Given records –
● ● ● ●

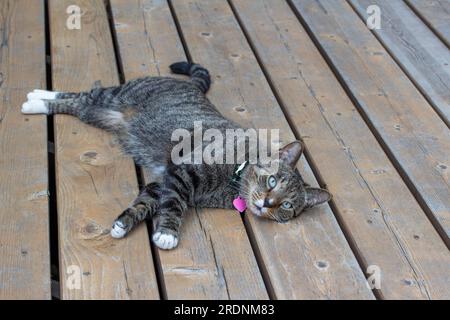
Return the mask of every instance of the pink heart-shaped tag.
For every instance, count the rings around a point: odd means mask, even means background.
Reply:
[[[247,204],[245,203],[245,200],[241,197],[237,197],[233,200],[233,206],[236,208],[239,212],[244,212],[245,209],[247,209]]]

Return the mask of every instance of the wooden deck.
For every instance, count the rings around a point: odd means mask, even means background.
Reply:
[[[450,299],[450,0],[0,0],[0,31],[0,299]],[[329,205],[284,225],[192,210],[172,251],[152,225],[110,237],[147,173],[20,106],[188,58],[225,116],[305,142]]]

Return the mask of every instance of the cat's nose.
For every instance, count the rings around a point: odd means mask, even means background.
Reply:
[[[266,208],[272,208],[275,201],[272,198],[265,198],[264,199],[264,207]]]

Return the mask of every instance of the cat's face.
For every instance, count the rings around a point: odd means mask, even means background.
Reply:
[[[305,209],[331,199],[328,191],[305,185],[295,170],[302,151],[302,143],[295,141],[280,150],[279,160],[274,160],[279,161],[278,165],[249,165],[241,190],[250,212],[287,222]]]

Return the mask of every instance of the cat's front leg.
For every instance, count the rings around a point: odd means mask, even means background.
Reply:
[[[153,232],[153,242],[160,249],[170,250],[178,245],[180,228],[187,201],[172,185],[162,190],[160,215]]]
[[[178,245],[183,215],[194,193],[193,177],[184,166],[169,166],[161,185],[159,215],[153,242],[160,249]]]
[[[111,236],[123,238],[146,218],[153,217],[159,209],[160,192],[158,183],[146,185],[133,204],[114,221]]]

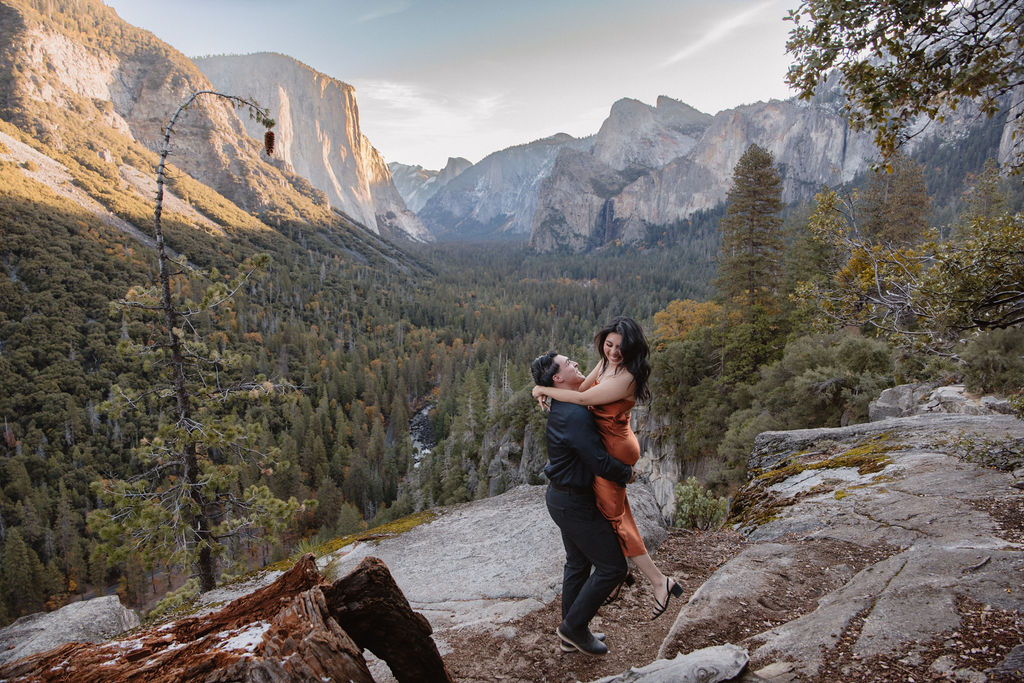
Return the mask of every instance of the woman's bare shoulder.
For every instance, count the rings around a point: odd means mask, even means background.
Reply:
[[[598,376],[597,381],[598,382],[616,381],[616,382],[624,382],[626,384],[629,384],[629,383],[631,383],[633,381],[633,373],[620,365],[619,367],[615,368],[614,370],[605,370],[604,372],[602,372]]]

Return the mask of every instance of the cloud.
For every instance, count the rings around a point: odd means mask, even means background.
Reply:
[[[412,7],[410,0],[398,0],[397,2],[376,2],[372,10],[363,14],[356,23],[364,24],[368,21],[374,21],[376,19],[383,19],[384,17],[390,17],[393,14],[401,14]]]
[[[729,34],[735,32],[739,28],[742,28],[746,24],[753,23],[759,18],[760,14],[764,13],[772,6],[778,4],[779,0],[765,0],[765,2],[762,2],[759,5],[755,5],[754,7],[751,7],[750,9],[744,12],[740,12],[735,16],[728,17],[720,21],[718,24],[712,26],[711,29],[706,34],[704,34],[704,37],[702,37],[695,43],[687,45],[685,48],[669,57],[667,60],[665,60],[665,62],[661,64],[661,66],[664,68],[681,62],[684,59],[697,54],[701,50],[704,50],[714,45],[715,43],[724,40],[729,36]]]
[[[453,95],[419,84],[381,80],[359,81],[357,92],[360,107],[372,103],[374,108],[456,119],[490,117],[504,107],[506,101],[500,92]]]
[[[354,85],[362,128],[385,157],[393,150],[403,150],[415,159],[441,142],[444,145],[440,146],[451,153],[482,156],[498,149],[489,147],[494,144],[493,137],[486,138],[510,133],[507,124],[500,121],[510,103],[504,92],[452,94],[420,84],[383,80],[356,81]],[[466,149],[470,145],[471,152]],[[410,157],[398,160],[409,161]],[[429,162],[424,165],[432,167]]]

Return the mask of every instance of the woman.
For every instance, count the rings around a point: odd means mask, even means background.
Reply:
[[[637,401],[650,397],[647,340],[635,320],[618,317],[598,330],[594,346],[601,361],[587,375],[579,391],[538,385],[533,388],[533,396],[590,406],[605,450],[613,458],[632,466],[640,459],[640,444],[629,426],[630,414]],[[670,596],[680,597],[683,589],[675,579],[662,574],[647,553],[629,508],[625,487],[594,477],[594,493],[598,509],[611,522],[619,538],[623,555],[633,560],[651,582],[655,602],[651,619],[657,619],[668,608]]]

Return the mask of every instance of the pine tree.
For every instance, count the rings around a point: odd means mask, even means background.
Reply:
[[[931,201],[924,168],[913,159],[896,155],[872,171],[859,199],[859,225],[872,241],[907,245],[924,238]]]
[[[751,145],[733,172],[720,230],[715,286],[727,306],[770,303],[779,284],[783,240],[782,178],[770,152]]]
[[[7,531],[3,544],[4,594],[6,603],[18,616],[42,608],[45,589],[43,564],[17,527]]]
[[[201,589],[209,591],[216,586],[216,555],[224,549],[223,544],[241,534],[280,530],[298,509],[298,502],[278,499],[266,485],[239,490],[241,471],[251,466],[272,469],[274,454],[253,450],[257,431],[243,425],[229,404],[246,400],[242,397],[265,399],[280,387],[262,378],[227,381],[238,354],[221,351],[221,336],[209,334],[215,331],[210,329],[213,311],[230,303],[234,292],[251,273],[264,267],[268,258],[253,258],[230,284],[211,277],[202,300],[190,301],[188,294],[198,282],[178,277],[180,271],[190,268],[184,259],[169,253],[161,227],[171,135],[178,117],[201,95],[247,106],[261,123],[273,125],[266,111],[249,100],[202,90],[183,102],[164,128],[153,215],[158,283],[133,287],[120,302],[126,311],[148,316],[158,331],[154,339],[147,334],[145,342],[125,342],[123,347],[163,372],[150,386],[115,386],[111,393],[118,399],[110,410],[140,410],[150,396],[157,396],[166,401],[173,417],[136,449],[147,467],[144,473],[130,480],[93,483],[103,507],[94,510],[89,521],[99,531],[111,559],[191,565]]]
[[[57,519],[54,522],[57,550],[63,562],[64,575],[69,581],[74,580],[75,574],[79,574],[80,555],[78,553],[78,526],[79,518],[71,507],[68,497],[68,490],[64,482],[60,483],[58,489],[60,500],[57,503]],[[82,577],[79,575],[79,579]]]
[[[985,162],[981,173],[964,192],[966,206],[960,212],[955,234],[965,237],[971,223],[977,219],[991,219],[1010,210],[1010,201],[1002,191],[999,164],[994,159]]]

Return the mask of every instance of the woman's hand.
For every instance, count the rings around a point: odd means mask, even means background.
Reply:
[[[548,405],[547,402],[547,394],[544,393],[544,387],[538,384],[533,387],[533,391],[531,393],[533,394],[533,397],[537,399],[537,403],[540,404],[541,410],[551,410],[551,406]]]

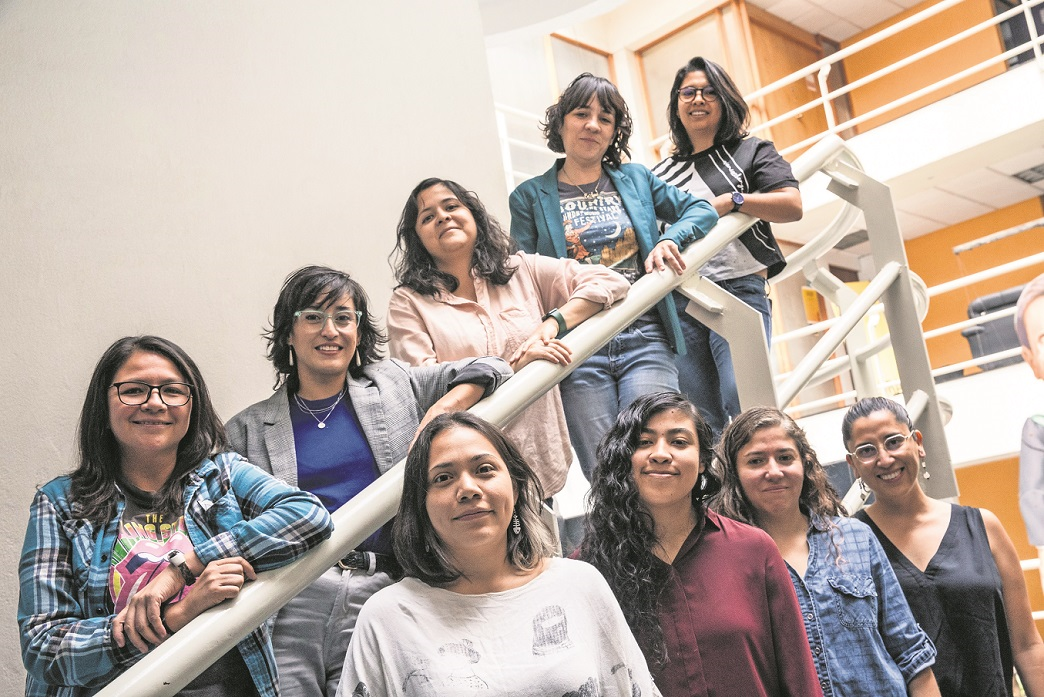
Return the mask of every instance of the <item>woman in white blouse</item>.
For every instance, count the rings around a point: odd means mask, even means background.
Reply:
[[[395,553],[338,697],[659,695],[601,574],[552,558],[533,470],[495,426],[443,414],[406,459]]]
[[[474,193],[444,179],[418,184],[399,220],[400,285],[388,310],[392,356],[426,365],[493,355],[515,371],[534,360],[566,364],[562,334],[629,288],[602,266],[513,252]],[[558,493],[572,461],[558,388],[506,432],[533,463],[545,495]]]

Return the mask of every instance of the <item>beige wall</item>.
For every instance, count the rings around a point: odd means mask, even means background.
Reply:
[[[269,394],[286,273],[347,269],[383,315],[406,194],[459,179],[507,222],[477,0],[0,5],[0,694],[36,486],[74,461],[114,339],[156,333],[223,417]]]

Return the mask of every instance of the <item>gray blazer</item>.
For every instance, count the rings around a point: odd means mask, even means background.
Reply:
[[[473,363],[488,366],[494,376],[486,387],[487,395],[512,375],[503,359],[487,356],[420,367],[389,359],[366,366],[359,379],[348,376],[348,397],[381,474],[406,457],[425,412]],[[297,486],[294,428],[285,383],[268,399],[233,416],[225,428],[233,450]]]

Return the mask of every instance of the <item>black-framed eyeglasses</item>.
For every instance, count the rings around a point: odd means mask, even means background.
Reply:
[[[678,90],[678,99],[683,102],[691,102],[696,99],[697,94],[700,95],[705,102],[718,101],[718,90],[710,85],[706,87],[682,87]]]
[[[164,385],[150,385],[147,382],[127,380],[114,382],[112,387],[116,388],[116,394],[120,401],[129,407],[136,407],[149,401],[152,391],[159,392],[160,401],[168,407],[181,407],[188,404],[192,397],[192,385],[187,382],[168,382]]]
[[[906,441],[909,440],[911,436],[913,436],[913,431],[910,431],[905,436],[901,433],[894,433],[885,438],[881,445],[889,453],[897,453],[903,449],[903,446],[906,445]],[[848,454],[862,462],[864,465],[868,465],[877,460],[881,455],[881,451],[878,450],[877,446],[873,443],[863,443],[856,448],[855,451]]]
[[[315,309],[298,310],[294,313],[294,319],[299,319],[310,327],[321,327],[326,324],[326,320],[332,319],[334,326],[338,329],[347,329],[362,321],[362,310],[338,310],[337,312],[323,312]]]

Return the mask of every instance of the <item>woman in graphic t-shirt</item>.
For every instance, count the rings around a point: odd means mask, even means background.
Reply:
[[[255,572],[330,536],[314,496],[226,451],[181,348],[155,336],[108,348],[80,412],[80,464],[29,510],[18,566],[27,696],[93,695]],[[274,697],[266,626],[179,694]]]
[[[544,135],[565,157],[511,194],[511,236],[519,247],[602,264],[632,283],[668,267],[681,273],[681,251],[718,216],[707,201],[623,162],[631,117],[616,86],[590,73],[577,76],[548,107]],[[662,237],[657,219],[671,223]],[[685,345],[666,298],[562,381],[569,436],[588,479],[616,415],[640,395],[678,389],[672,349],[684,352]]]

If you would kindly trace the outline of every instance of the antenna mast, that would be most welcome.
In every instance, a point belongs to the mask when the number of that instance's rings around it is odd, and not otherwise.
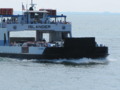
[[[31,4],[30,4],[30,5],[31,5],[32,8],[34,8],[34,6],[35,6],[36,4],[33,4],[33,0],[31,0]]]

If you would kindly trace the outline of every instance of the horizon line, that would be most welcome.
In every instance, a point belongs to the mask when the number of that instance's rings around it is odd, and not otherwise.
[[[14,11],[15,14],[20,14],[22,13],[22,11]],[[120,12],[109,12],[109,11],[106,11],[106,12],[80,12],[80,11],[58,11],[57,13],[69,13],[69,14],[120,14]]]

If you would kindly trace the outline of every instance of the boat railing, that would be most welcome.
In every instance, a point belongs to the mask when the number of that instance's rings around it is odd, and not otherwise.
[[[24,42],[24,43],[16,43],[11,42],[10,46],[20,46],[20,47],[63,47],[63,42]]]
[[[7,27],[7,23],[0,23],[0,28],[6,28]]]
[[[5,22],[5,24],[71,24],[70,22],[54,22],[54,21],[49,21],[49,22],[18,22],[18,21],[11,21],[11,22]]]
[[[5,27],[6,24],[71,24],[71,22],[68,22],[66,20],[30,19],[29,21],[27,21],[27,20],[22,19],[22,18],[19,19],[18,17],[16,17],[15,19],[13,19],[13,18],[4,18],[1,21],[1,23],[3,24],[3,27]]]
[[[100,44],[100,45],[96,44],[96,47],[106,47],[106,46],[103,44]]]

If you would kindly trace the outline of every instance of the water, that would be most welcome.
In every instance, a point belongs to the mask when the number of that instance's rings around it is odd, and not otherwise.
[[[55,62],[0,58],[0,90],[119,90],[120,15],[68,14],[73,36],[96,37],[109,56]],[[34,35],[33,35],[34,36]]]

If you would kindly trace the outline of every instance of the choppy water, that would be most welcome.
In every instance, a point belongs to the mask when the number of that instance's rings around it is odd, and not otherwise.
[[[68,20],[74,37],[95,36],[98,44],[109,47],[110,55],[54,62],[0,58],[0,90],[120,89],[120,15],[73,14]]]

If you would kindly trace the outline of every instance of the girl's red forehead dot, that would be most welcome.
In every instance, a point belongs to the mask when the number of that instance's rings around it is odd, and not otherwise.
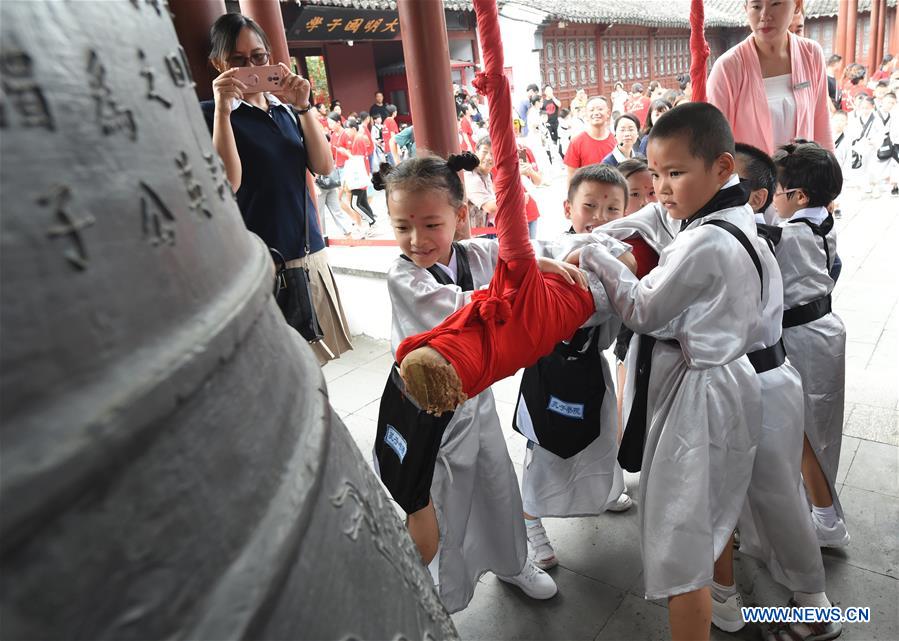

● ● ● ●

List the lines of the entries that include "water".

Exercise solution –
If you would kindly trace the outline of every instance of the water, that would be most welcome.
If you would kindly trace the outline of every instance of the choppy water, that would be most welcome.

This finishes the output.